═════ Source records ═════
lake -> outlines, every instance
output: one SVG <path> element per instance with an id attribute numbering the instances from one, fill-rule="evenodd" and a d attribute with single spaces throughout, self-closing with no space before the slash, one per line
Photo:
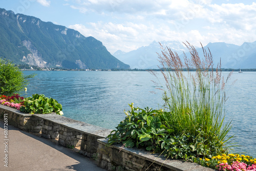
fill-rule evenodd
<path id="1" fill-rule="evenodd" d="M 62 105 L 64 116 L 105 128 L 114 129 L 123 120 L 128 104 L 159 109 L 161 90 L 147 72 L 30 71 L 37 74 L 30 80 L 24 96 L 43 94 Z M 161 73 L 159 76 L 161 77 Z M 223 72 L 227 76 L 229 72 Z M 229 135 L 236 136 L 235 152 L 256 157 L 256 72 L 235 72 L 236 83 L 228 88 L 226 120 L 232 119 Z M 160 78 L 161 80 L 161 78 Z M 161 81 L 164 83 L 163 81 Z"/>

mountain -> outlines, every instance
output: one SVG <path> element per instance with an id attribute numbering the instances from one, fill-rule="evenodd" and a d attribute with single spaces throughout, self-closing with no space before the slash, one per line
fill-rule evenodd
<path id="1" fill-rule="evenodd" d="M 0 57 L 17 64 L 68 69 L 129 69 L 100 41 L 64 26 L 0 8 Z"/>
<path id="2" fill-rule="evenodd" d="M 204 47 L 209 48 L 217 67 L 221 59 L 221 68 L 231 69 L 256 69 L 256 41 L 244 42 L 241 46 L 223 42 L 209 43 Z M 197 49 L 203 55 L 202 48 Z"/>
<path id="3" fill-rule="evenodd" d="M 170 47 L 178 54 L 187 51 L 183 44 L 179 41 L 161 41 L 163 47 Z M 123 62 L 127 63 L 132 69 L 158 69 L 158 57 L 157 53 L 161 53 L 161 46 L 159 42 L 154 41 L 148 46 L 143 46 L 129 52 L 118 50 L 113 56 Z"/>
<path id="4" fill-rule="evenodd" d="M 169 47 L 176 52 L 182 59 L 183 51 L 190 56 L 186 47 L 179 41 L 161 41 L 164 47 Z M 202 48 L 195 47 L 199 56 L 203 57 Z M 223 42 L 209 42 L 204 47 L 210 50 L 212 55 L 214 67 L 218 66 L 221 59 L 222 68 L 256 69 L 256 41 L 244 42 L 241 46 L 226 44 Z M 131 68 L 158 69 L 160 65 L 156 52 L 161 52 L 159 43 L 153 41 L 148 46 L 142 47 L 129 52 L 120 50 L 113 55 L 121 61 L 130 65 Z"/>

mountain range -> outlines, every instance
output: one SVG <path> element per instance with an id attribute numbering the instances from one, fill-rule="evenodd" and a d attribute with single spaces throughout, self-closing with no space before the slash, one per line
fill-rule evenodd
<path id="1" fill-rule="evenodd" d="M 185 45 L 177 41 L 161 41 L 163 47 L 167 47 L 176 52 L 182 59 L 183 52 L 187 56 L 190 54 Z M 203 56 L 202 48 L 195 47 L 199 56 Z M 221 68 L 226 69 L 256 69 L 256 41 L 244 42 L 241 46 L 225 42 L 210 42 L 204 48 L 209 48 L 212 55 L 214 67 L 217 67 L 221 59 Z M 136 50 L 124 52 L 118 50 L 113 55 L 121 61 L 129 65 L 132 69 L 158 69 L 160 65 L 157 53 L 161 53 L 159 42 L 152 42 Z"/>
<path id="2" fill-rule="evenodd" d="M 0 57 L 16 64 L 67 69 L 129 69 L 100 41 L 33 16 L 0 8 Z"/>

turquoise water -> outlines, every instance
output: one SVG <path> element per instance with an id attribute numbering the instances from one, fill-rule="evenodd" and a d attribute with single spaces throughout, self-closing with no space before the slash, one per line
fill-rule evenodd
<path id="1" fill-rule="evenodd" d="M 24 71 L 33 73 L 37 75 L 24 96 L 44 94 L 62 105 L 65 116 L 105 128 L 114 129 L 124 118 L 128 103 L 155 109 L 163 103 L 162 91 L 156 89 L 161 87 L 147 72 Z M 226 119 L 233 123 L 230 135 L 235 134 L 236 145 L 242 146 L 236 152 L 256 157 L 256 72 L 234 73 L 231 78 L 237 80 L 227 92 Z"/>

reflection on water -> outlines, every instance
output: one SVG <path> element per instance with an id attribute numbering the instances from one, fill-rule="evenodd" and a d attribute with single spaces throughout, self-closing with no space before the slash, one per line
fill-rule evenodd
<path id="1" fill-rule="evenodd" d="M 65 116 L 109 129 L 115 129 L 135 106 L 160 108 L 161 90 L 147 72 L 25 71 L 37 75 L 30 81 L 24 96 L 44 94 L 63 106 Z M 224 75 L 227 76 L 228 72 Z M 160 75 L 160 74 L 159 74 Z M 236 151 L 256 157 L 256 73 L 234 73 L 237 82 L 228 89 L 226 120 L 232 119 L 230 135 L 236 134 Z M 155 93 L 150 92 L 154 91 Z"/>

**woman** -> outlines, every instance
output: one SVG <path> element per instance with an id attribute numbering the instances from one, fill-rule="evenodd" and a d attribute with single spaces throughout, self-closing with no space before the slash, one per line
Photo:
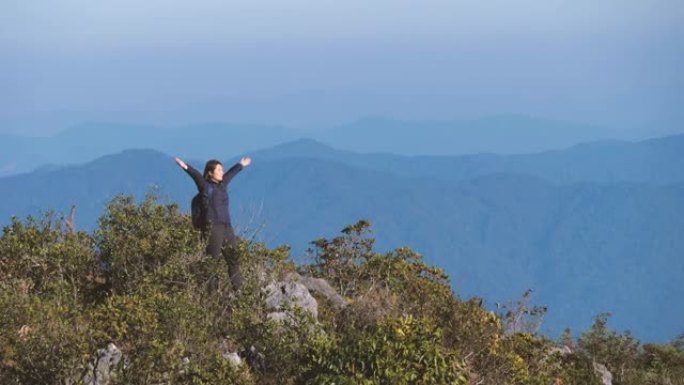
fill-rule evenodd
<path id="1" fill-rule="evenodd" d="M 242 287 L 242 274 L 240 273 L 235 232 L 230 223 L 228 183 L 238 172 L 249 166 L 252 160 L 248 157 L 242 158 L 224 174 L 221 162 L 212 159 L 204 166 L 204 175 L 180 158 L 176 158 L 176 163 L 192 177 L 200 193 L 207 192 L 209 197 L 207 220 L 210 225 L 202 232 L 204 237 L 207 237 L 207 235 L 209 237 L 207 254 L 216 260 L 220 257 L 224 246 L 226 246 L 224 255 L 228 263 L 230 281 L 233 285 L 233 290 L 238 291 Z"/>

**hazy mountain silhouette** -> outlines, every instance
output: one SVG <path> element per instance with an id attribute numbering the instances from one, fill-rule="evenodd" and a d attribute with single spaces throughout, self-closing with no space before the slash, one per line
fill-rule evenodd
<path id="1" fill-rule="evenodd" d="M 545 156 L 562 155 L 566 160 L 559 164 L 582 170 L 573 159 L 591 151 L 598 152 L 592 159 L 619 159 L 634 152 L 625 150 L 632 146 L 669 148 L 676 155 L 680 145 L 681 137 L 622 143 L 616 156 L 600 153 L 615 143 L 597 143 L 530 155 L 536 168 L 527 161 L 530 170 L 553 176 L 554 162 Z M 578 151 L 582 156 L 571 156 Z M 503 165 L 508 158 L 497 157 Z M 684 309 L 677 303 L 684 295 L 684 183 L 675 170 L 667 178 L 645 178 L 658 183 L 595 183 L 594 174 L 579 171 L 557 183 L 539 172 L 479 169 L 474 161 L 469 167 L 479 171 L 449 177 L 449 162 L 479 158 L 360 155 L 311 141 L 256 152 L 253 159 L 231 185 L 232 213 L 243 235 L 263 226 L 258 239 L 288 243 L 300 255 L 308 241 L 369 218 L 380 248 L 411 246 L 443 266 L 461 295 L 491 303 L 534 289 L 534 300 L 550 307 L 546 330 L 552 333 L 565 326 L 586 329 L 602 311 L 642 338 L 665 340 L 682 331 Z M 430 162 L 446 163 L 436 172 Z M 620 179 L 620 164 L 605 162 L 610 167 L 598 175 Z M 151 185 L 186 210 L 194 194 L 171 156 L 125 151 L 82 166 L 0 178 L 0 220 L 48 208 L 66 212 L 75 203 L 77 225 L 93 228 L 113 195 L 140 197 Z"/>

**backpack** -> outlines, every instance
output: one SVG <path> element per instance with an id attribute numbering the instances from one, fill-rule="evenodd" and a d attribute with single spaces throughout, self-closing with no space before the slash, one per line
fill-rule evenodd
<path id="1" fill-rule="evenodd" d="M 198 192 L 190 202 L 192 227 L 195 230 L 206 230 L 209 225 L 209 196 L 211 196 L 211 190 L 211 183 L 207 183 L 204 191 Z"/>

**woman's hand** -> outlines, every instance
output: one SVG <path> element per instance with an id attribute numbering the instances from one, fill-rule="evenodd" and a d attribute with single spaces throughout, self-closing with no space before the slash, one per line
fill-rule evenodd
═════
→ **Your instructions**: Turn the part of the rows that opens with the line containing "hand** -> outlines, every instance" and runs through the end of the rows, both ends included, into a Markdown table with the columns No. and Line. Leave out blank lines.

→ **Result**:
| No. | Line |
|---|---|
| 1 | **woman's hand** -> outlines, every instance |
| 2 | output: one SVG <path> element per instance with an id attribute numbering the instances from one, fill-rule="evenodd" and a d attribute with single spaces throughout, self-closing with no space before the slash, one per line |
| 3 | fill-rule evenodd |